▸ **EXERCISE INPUT**
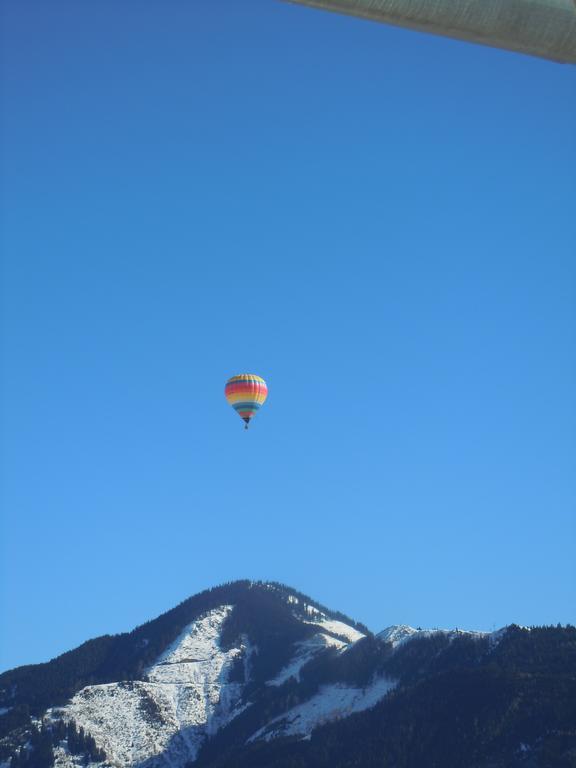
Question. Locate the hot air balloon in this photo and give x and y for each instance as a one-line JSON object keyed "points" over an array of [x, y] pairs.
{"points": [[246, 393]]}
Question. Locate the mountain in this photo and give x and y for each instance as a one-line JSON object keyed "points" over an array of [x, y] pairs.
{"points": [[257, 675]]}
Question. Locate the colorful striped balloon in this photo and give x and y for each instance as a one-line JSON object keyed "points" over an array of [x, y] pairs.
{"points": [[246, 393]]}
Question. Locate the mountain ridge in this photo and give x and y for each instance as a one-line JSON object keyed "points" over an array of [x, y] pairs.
{"points": [[252, 673]]}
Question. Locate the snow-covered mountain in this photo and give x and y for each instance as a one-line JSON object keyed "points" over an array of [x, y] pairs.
{"points": [[245, 675]]}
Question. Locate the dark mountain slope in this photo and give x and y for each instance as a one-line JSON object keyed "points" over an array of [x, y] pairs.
{"points": [[458, 705], [263, 610]]}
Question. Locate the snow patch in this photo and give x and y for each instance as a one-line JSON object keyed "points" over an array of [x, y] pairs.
{"points": [[332, 702], [339, 628], [306, 650], [399, 634], [165, 720]]}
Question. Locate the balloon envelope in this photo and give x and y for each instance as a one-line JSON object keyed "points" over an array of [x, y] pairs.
{"points": [[246, 393]]}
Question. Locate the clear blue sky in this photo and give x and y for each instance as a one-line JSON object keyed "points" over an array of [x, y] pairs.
{"points": [[378, 222]]}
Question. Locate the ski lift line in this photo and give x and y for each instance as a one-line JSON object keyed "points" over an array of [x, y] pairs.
{"points": [[544, 28]]}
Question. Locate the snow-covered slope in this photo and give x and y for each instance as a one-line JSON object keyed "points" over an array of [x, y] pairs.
{"points": [[188, 694], [399, 634], [163, 722], [332, 702]]}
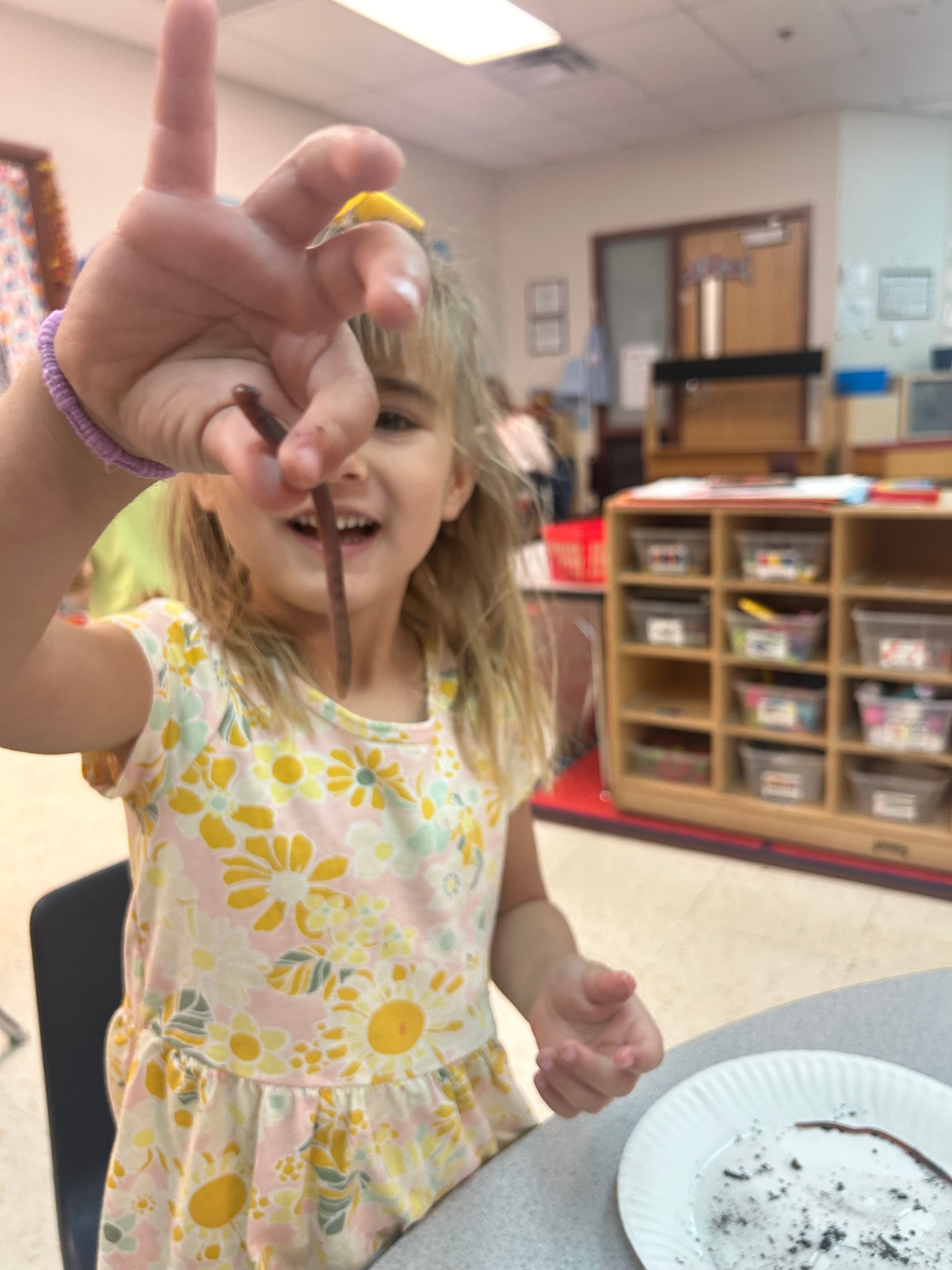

▸ **WHAT NEEDS TO BE DONE**
Write out the material exactly as it stands, omitting every picture.

▸ **WRITTEN RESPONSE**
Question. Locate the hot air balloon in this photo and give x and y for each instance as a one-line JSON object keyed "points" over an array of [x, y] pairs.
{"points": [[246, 393]]}
Question. Locate the mountain in this photo and give x and y for each instance as a one-line JSON object keyed "points" over an array of [x, y] pairs.
{"points": [[257, 675]]}
Question. Locate the colorful striped balloon in this photo and give x and y for each instance as a one-line JSON object keyed "points" over an array of [x, y] pairs.
{"points": [[246, 393]]}
Question. Locate the mountain ridge in this photo and give x and y for each instance as a one-line JSON object keyed "points" over an array of [x, y] pairs.
{"points": [[252, 673]]}
Question. Locate the snow-covered mountain in this photo and give x and y for each instance as a one-line JSON object keyed "points" over an array of [x, y] pairs.
{"points": [[245, 675]]}
Question. Locate the dark mountain slope in this photo and give x and y for each instance as a one-line JSON object keyed "points" over an array of [x, y] pairs.
{"points": [[458, 705], [263, 610]]}
Question. Locate the snow patch in this photo and give x and y for each instance as a one-line JSON object keyed "points" over an array of [x, y] pairs.
{"points": [[332, 702], [339, 628], [306, 650], [399, 634], [165, 720]]}
Question. Locate the balloon envelope in this photo and give x and y for each instance as a one-line JSON object keyed "points" over an array of [x, y] pairs.
{"points": [[246, 393]]}
Question. Locate the clear blue sky in this photo and give x and y for each instance as a one-line JSON object keyed "points" over an array of [x, y] pairs.
{"points": [[378, 222]]}
Question. Locate the ski lift line in this photo and give x and y for each instance as a one-line JSON object keyed "points" over an array of [x, y] pairs.
{"points": [[544, 28]]}
Question. Locate the snow-covered slope in this photo and give x and y for each instance as a one-line JSON object keyed "points" over an array of [x, y] pairs.
{"points": [[188, 694], [399, 634], [163, 722], [332, 702]]}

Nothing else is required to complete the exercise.